▶ _Text under study_

Q.  Let’s discuss women in leadership in the US Congress? Is it time for a African American woman to be in leadership?

“Yes, it is time. The reception, it depends on who it is and some may be uneasy with the idea as they think about their district. Overall, it would be ok but I am not sure that everyone would be 100% down with it depending where you represent that may not be as accepted.”

Q.   I read you are passionate about wellness and you have a very diverse district. How do you plan to help your constituents around issue of health and wellness in your district?

“Healthcare, safe communities, home, jobs no matter if you are urban, suburban or rural I approach people through their basic needs. In my rural community’s health care and hospitals are a critical issue. I meet with local hospitals and am fighting for affordable quality health care throughout my district. In my rural areas we discuss telehealth and other needs. In my own town we don’t have a trauma center or a grocery store (though there is one coming) food deserts are an issue in areas of my district. To have good wellness you must have access to healthy foods. Violence is also an issue in some areas of my district.”

Q. Part of your district is in Chicago? Critics point fingers at the gun violence in the community how are you addressing that issue?”

“92% of the kids in one of the community’s I serve have faced some type of trauma in their lifetime. I would love to see professional mental health counselors in all of the schools. So they can help teachers and children to address some of the issues. The kids need someone professional to talk too. We need to address the legislation as well, background checks and police community relations. We have to look at the root cause of trauma and mental health that leads to violence in our community. We have to take the stigma off of mental health. There is nothing wrong with seeking mental health but we have a stigma and we have to keep working on that issue.”

▶ _Input data_
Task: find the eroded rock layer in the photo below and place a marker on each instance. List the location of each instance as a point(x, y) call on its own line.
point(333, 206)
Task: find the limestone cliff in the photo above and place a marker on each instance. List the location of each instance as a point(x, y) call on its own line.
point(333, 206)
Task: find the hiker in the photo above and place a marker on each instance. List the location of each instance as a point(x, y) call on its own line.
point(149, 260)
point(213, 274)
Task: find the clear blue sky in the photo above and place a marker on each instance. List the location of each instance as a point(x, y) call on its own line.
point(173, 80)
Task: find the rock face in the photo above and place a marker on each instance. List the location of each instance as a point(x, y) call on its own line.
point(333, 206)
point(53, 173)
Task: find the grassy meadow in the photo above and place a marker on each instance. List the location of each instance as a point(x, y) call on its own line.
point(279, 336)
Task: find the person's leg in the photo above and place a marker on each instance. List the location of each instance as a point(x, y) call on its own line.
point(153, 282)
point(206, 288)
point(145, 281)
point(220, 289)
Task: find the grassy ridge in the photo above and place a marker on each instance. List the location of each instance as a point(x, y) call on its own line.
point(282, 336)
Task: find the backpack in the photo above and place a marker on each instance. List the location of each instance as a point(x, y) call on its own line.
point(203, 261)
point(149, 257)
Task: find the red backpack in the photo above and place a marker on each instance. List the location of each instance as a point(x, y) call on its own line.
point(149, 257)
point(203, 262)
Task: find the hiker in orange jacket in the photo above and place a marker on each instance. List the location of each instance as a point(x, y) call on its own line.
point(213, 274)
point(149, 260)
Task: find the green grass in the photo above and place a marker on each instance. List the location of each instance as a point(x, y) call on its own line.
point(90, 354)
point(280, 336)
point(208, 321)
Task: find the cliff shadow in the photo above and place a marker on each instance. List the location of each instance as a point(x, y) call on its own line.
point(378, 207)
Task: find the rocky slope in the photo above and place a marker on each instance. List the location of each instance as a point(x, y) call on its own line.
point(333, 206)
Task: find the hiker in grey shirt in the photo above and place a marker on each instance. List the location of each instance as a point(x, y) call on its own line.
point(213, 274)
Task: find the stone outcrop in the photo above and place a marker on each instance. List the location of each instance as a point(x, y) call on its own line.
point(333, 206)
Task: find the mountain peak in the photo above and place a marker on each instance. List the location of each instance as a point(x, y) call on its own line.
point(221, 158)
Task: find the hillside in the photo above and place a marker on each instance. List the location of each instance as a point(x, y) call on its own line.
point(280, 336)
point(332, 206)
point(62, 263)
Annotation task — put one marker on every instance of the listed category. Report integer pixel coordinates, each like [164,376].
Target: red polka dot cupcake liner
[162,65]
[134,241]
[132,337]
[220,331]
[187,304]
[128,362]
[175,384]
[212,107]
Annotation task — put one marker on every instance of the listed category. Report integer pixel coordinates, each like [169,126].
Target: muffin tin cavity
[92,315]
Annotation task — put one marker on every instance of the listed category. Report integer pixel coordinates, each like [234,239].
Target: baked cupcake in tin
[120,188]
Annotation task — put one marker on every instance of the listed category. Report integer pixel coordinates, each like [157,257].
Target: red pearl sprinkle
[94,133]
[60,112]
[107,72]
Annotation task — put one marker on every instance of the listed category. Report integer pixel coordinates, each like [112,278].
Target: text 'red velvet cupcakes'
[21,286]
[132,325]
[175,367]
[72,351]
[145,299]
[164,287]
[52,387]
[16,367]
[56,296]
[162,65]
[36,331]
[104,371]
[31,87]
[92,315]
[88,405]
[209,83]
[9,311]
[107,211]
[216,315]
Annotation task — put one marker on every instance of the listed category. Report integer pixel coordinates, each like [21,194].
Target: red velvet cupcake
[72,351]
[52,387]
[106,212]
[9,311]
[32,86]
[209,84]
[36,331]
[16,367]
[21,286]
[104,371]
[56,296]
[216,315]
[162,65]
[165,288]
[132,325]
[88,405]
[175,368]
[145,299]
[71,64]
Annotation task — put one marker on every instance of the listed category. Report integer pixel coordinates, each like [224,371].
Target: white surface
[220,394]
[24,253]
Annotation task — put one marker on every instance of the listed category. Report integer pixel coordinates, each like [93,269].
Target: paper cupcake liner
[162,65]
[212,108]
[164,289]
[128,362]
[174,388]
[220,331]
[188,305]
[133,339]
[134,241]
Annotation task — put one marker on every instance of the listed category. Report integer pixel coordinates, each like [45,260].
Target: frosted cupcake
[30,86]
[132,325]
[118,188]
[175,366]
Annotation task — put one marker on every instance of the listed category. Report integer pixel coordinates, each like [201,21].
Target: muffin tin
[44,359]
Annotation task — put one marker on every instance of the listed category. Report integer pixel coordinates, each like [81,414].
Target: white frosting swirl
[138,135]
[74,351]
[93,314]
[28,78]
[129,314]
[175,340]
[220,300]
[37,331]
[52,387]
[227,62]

▶ _The task_
Return the passage of the interview above between "Q.  Let’s discuss" and "in your district?", inclusive, copied word for word.

▶ _Answer for this exercise_
Q.  Let’s discuss women in leadership in the US Congress? Is it time for a African American woman to be in leadership?

“Yes, it is time. The reception, it depends on who it is and some may be uneasy with the idea as they think about their district. Overall, it would be ok but I am not sure that everyone would be 100% down with it depending where you represent that may not be as accepted.”

Q.   I read you are passionate about wellness and you have a very diverse district. How do you plan to help your constituents around issue of health and wellness in your district?